[[ TASK DATA, beginning ]]

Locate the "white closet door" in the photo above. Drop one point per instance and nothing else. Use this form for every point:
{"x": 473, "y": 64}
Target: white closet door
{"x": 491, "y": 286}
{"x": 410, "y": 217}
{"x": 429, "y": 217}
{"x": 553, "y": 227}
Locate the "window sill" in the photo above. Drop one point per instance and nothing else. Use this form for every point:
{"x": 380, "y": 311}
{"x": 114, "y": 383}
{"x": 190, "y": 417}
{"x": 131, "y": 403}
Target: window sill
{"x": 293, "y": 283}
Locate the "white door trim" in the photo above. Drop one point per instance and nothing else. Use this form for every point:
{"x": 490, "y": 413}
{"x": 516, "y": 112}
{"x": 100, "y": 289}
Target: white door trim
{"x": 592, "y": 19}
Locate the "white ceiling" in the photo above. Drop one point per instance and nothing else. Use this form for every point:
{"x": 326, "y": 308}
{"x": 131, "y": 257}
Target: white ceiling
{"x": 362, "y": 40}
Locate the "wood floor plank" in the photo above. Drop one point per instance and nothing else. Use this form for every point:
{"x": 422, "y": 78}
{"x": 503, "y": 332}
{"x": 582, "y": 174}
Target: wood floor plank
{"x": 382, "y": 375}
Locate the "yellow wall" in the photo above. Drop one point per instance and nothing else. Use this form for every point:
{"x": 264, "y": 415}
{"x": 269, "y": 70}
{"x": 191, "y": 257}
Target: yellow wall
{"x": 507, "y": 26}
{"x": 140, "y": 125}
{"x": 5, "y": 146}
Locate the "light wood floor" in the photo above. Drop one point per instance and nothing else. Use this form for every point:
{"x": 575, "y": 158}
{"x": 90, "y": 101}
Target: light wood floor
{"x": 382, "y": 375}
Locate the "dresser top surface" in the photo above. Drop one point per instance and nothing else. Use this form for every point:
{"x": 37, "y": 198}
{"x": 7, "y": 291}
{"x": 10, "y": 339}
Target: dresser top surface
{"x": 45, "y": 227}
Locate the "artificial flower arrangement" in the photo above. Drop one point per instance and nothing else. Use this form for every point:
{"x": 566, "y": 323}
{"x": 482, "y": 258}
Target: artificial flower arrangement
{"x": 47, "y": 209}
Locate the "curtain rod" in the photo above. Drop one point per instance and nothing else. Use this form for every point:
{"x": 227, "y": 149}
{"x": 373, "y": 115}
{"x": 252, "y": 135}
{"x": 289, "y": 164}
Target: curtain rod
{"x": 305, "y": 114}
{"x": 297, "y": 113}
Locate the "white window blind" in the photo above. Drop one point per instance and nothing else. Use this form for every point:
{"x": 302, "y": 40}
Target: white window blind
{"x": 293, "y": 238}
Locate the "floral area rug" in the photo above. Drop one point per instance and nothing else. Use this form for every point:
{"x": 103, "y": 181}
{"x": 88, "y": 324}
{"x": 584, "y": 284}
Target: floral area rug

[[ TASK DATA, end ]]

- **TASK DETAILS**: The material above must be written out again in full, exactly.

- **RESULT OF THIS EXERCISE**:
Locate the "white closet door" in the photo above. Drop one point per instance and nothing else. Use this form for every point:
{"x": 473, "y": 64}
Target: white closet door
{"x": 491, "y": 286}
{"x": 410, "y": 217}
{"x": 429, "y": 217}
{"x": 553, "y": 227}
Locate the "window sill" in the photo above. Drop one point per instance and nothing else. Use this form for every point:
{"x": 380, "y": 311}
{"x": 114, "y": 383}
{"x": 190, "y": 417}
{"x": 131, "y": 403}
Target: window sill
{"x": 293, "y": 283}
Locate the "white door trim" in the photo above. Drop one point per instance and nothing else. Use this form for every point:
{"x": 490, "y": 413}
{"x": 516, "y": 112}
{"x": 100, "y": 289}
Target: white door trim
{"x": 592, "y": 19}
Locate the "white ceiling" in the photo above. Drop one point per instance and nothing else. Use this form for every point:
{"x": 326, "y": 308}
{"x": 131, "y": 257}
Target: white ceiling
{"x": 362, "y": 40}
Locate the "wood floor plank" in the photo above. Drop one point per instance and nothing else. Use this form for every point:
{"x": 422, "y": 78}
{"x": 503, "y": 332}
{"x": 582, "y": 174}
Target: wood floor plank
{"x": 382, "y": 375}
Locate the "yellow wall" in the photo above. Drop one point per instance and nothing else. Use this form for every point:
{"x": 264, "y": 415}
{"x": 269, "y": 70}
{"x": 191, "y": 257}
Target: yellow wall
{"x": 507, "y": 26}
{"x": 140, "y": 125}
{"x": 5, "y": 146}
Locate the "light wood floor" in the photo above. Drop one point per instance and nothing else. Use this form for every point:
{"x": 575, "y": 158}
{"x": 90, "y": 101}
Target: light wood floor
{"x": 382, "y": 375}
Locate the "dresser top surface" in the photo above. Drop one point per instance and nothing else. Use this form for every point:
{"x": 37, "y": 198}
{"x": 7, "y": 291}
{"x": 10, "y": 339}
Target: dresser top surface
{"x": 45, "y": 227}
Locate the "artificial flower arrangement" in the photo above. Drop one point per instance and nothing else. Use this form for every point:
{"x": 566, "y": 323}
{"x": 482, "y": 258}
Target: artificial flower arrangement
{"x": 47, "y": 209}
Locate the "curtain rod" in the photo above. Drop one point per instance and nothing else. Use this form for every point:
{"x": 227, "y": 149}
{"x": 373, "y": 115}
{"x": 252, "y": 135}
{"x": 289, "y": 164}
Target: curtain rod
{"x": 305, "y": 114}
{"x": 297, "y": 113}
Locate the "white window blind" in the photo above. Drop one point per instance and nothing else. Use this form for every point:
{"x": 302, "y": 40}
Target: white window blind
{"x": 293, "y": 238}
Locate the "floral area rug" in the photo above. Drop one point per instance and nothing else. Use this form for every point:
{"x": 103, "y": 181}
{"x": 88, "y": 324}
{"x": 584, "y": 284}
Target: floral area rug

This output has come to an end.